▸ **DOCUMENT PASSAGE**:
****************

That's a nice little tank. I might have to get me one of those ADA type rimless tanks. But first I need to set-up my 22L Iwagumi.

Best Regards,

Stuart


----------



## dtum (May 2, 2011)

lysmelee said:


> Nice tank. I'm starting my own 10g tank. Do you use any co2?


No, not at this moment. I was thinking about it and will be adding it for sure in some future, but at this moment I just want to get a hang of it first.


----------



## dtum (May 2, 2011)

Couesfanatic said:


> Looks like its starting off nice. Should have bought a danio, I did that with a guppy it didnt make it.
> 
> It looks great so far, keep us updated.


Why danio? I thought that guppies are much hardier than danios.


----------



## lysmelee (May 8, 2011)

dtum said:


> No, not at this moment. I was thinking about it and will be adding it for sure in some future, but at this moment I just want to get a hang of it first.

****************

▸ **DATASET**:
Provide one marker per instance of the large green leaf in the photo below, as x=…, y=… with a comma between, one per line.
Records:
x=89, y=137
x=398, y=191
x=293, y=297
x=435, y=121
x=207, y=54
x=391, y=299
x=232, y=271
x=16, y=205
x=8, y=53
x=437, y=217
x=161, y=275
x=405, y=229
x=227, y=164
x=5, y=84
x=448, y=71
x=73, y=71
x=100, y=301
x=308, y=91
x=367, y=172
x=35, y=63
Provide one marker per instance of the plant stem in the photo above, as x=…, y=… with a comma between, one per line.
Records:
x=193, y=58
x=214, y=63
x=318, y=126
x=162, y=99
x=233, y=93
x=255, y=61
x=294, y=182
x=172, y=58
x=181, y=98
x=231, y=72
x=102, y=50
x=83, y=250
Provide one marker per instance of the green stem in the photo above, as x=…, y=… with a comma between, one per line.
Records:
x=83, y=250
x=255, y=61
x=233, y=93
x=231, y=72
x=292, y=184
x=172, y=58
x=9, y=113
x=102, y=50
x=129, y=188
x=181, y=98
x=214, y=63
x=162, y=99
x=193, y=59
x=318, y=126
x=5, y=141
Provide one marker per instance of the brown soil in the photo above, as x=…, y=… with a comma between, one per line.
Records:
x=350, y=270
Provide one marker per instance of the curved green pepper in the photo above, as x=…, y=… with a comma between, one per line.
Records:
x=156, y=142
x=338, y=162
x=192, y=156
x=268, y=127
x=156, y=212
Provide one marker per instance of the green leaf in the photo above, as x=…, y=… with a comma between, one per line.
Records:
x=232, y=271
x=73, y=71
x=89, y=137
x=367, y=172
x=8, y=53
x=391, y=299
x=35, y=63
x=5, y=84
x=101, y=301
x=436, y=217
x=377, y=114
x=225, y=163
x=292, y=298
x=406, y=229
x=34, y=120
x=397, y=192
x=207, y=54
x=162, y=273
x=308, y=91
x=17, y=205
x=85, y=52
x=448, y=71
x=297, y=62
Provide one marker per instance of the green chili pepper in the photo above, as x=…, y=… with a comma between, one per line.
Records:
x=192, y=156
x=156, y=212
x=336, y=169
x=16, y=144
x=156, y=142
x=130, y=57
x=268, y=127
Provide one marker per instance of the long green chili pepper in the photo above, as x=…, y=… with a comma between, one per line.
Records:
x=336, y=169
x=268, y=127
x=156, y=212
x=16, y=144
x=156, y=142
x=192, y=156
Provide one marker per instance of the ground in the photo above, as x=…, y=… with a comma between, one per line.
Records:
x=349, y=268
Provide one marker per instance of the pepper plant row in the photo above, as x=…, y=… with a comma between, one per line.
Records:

****************

▸ **INSTRUCTIONS**:
a – Answer these questions from the aquarium thread:
(i) What size is the Iwagumi tank Stuart has to set up?
(ii) What size is the tank lysmelee is starting?
(iii) Which fish does dtum think is hardier than danios?
b – Please extend the aquarium thread from the point where it stops.
The rows have no connection to the aquarium thread.

▸ **OUTPUTS**:
a –
(i) 22L
(ii) 10g
(iii) Guppies

b –
Are your plants growing alrite with no co2 added? They look green and healthy.


----------



## Quentin (Mar 16, 2011)

looking good


----------



## TLE041 (Jan 16, 2010)

The tank looks great! As soon as I saw the word "AquaInspiration" I instantly knew you were a fellow Canadian.

My only suggestion is to get at least 8 CPDs. They're tiny and very shy, so you won't see them at all unless you have a sizable quantity. Plus they're bolder in a large shoal.


----------



## Couesfanatic (Sep 28, 2009)

dtum said:


> Why danio? I thought that guppies are much hardier than danios.


From my experience danios have always been the best. It could have been my source of guppies, but I've never had one that was very hardy. Danios are hard to kill. Either way, good luck with the fish and tank. Gotta love rimless tanks.


----------



## dtum (May 2, 2011)

lysmelee said:


> Are your plants growing alrite with no co2 added? They look green and healthy.


It is my second day only. Time will tell, I think that I might have to get the CO2 set up, but first will try to see if it is possible to get by without it.


----------



## dtum (May 2, 2011)

Will I be fine with 9 celestial pearl danios in 10g?


----------



## Couesfanatic (Sep 28, 2009)

Yes, they are tiny.


----------



## dtum (May 2, 2011)

Here is the tank a day later.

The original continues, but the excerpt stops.